Duplicate every entry below verbatim, keeping each line unchanged and in its original order.

▸ Entries from a data collection:
□ □ □

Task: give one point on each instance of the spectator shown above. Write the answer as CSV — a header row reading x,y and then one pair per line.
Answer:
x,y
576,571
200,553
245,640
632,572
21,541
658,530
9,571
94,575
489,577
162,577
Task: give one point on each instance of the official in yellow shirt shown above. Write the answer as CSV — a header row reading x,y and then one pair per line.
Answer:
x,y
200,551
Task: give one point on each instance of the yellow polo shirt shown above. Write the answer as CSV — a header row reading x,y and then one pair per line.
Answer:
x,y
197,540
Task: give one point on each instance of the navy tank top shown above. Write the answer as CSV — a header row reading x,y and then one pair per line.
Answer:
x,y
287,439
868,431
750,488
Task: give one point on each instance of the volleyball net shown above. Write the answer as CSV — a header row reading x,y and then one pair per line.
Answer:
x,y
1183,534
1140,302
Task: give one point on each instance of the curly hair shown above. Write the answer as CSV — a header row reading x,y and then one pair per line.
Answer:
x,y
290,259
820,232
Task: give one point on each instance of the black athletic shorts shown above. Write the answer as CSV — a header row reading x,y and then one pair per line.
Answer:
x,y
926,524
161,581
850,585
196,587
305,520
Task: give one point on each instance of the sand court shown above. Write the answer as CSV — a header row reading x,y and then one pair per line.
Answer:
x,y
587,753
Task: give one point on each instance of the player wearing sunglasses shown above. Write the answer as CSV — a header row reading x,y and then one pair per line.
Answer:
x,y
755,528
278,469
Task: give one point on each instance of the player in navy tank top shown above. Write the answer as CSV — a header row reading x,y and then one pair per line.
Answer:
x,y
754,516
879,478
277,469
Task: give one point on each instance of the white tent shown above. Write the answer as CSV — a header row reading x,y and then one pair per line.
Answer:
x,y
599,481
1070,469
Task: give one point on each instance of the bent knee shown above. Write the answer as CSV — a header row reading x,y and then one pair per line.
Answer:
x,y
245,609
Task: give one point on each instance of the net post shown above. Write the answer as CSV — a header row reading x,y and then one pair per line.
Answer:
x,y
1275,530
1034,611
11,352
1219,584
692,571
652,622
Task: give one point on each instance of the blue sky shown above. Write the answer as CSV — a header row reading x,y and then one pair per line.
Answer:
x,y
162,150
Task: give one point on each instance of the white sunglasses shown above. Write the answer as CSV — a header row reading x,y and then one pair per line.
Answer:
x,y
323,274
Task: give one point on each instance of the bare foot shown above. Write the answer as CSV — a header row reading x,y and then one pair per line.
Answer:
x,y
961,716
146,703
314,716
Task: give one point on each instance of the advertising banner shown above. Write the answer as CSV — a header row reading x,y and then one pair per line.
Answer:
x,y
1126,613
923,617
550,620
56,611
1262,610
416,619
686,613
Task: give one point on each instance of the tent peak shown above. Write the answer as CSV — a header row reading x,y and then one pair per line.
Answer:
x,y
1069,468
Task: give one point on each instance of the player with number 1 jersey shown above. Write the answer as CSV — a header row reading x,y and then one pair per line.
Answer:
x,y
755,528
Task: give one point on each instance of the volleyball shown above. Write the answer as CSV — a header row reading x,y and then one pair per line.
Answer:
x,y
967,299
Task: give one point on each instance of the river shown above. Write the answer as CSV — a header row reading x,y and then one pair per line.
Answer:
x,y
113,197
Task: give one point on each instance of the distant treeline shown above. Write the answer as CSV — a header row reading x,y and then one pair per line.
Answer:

□ □ □

▸ OUTPUT FOR THIS TASK:
Task: give one point on each instance of the spectator shown above. Write the answer as CSV — a header row reading x,y and then one pair per line.
Answer:
x,y
576,571
200,553
245,640
632,572
21,541
658,530
9,571
94,575
489,577
162,577
Task: give one point on each instance of the official in yellow shirt shown above. Write the answer as CSV — a header row reading x,y and then one pair per line.
Answer:
x,y
200,551
Task: give one point on each instance of the yellow polo shirt shown above. Write the answer as CSV — a header row reading x,y and then one pair per line.
Answer:
x,y
197,540
Task: give one point on each instance of the navy tank top shown above. Write the answer as CSV — a header row reading x,y and then one pair per line.
Answer:
x,y
287,439
868,431
750,488
Task: give one point on each instance of the volleyball net shown above. Write the answer as CSV — a header row reading x,y and then one pair per line.
Answer:
x,y
1183,534
1140,302
Task: give one point on each instance of the curly hair shown above. Write the answer as CSV — a header row reading x,y and then one pair per line.
Answer:
x,y
290,259
820,232
Task: give one point on each instance of the black athletic shorts shown above. Write the answer as CSV — a header row reading x,y and then one pair per line.
Answer:
x,y
926,524
161,581
850,585
196,587
305,520
Task: give one point on each instance of the sand court shown above. Write the answer as CSV — a header row reading x,y and then one pair per line.
Answer:
x,y
587,753
Task: give one point on each instance of the player wearing sunglasses shown above. Write the answer as CSV — a header row reading x,y and then one pair per line.
Answer:
x,y
755,528
278,469
Task: give one point on each instance of the player in navy tank top shown above. Write the answer as CSV — a header row reading x,y and then one pair per line.
Answer:
x,y
754,516
879,478
277,469
Task: give one point on each instance of the white tent shown above. Write the answer as CSV — a header row reading x,y and then one pair per line.
Answer:
x,y
599,481
1070,469
Task: give one point on each instance of the bent knee shown above. Write the answer as CSV — a header row reading x,y and then one pair per line.
Answer:
x,y
245,609
Task: give one point on each instance of the net post shown above. Write the answer as CSV — a header row reading x,y and then one pair per line.
Answer:
x,y
1275,530
1034,611
11,352
1219,584
692,571
652,622
Task: give one point on each instance of the blue sky shown above. Write the answer as CSV — a header row reading x,y and then one pair per line.
Answer:
x,y
162,150
Task: give one point on each instance of the white sunglasses shown above. Write the answer as CSV — a header row reading x,y and then one pair per line.
Answer:
x,y
323,274
Task: give one point on each instance of the bare foot shown above. Write the answer as CSV — a header row reading x,y and then one pair per line.
Answer:
x,y
961,716
146,703
314,716
Task: give one point on each instance of the advertising banner shown above. Write the answer as CSV — a header row reading x,y and then one pair per line.
Answer:
x,y
1126,613
923,617
550,620
56,611
1262,610
416,619
686,613
Task: give one point on each instance of the tent peak shown above. Write the answer as CSV — a header row reading x,y and then one pair per line.
Answer:
x,y
1069,468
Task: give one point on each instance of the player with number 1 jersey shown above. Write the answer as CSV — a header row reading x,y and then one pair per line.
Answer:
x,y
755,528
Task: give one point on each instance of the volleyball shown above. Write the answer as CSV — a header row reading x,y and then one pair per line.
Answer:
x,y
967,299
Task: give one point on each instance of the river shown above. Write the answer as CSV — a header row reading x,y and then one pair per line.
Answer:
x,y
113,197
Task: give one point on each instance of the distant treeline shown above. Write the answer as CSV — a header row reading x,y and then one pair per line.
Answer:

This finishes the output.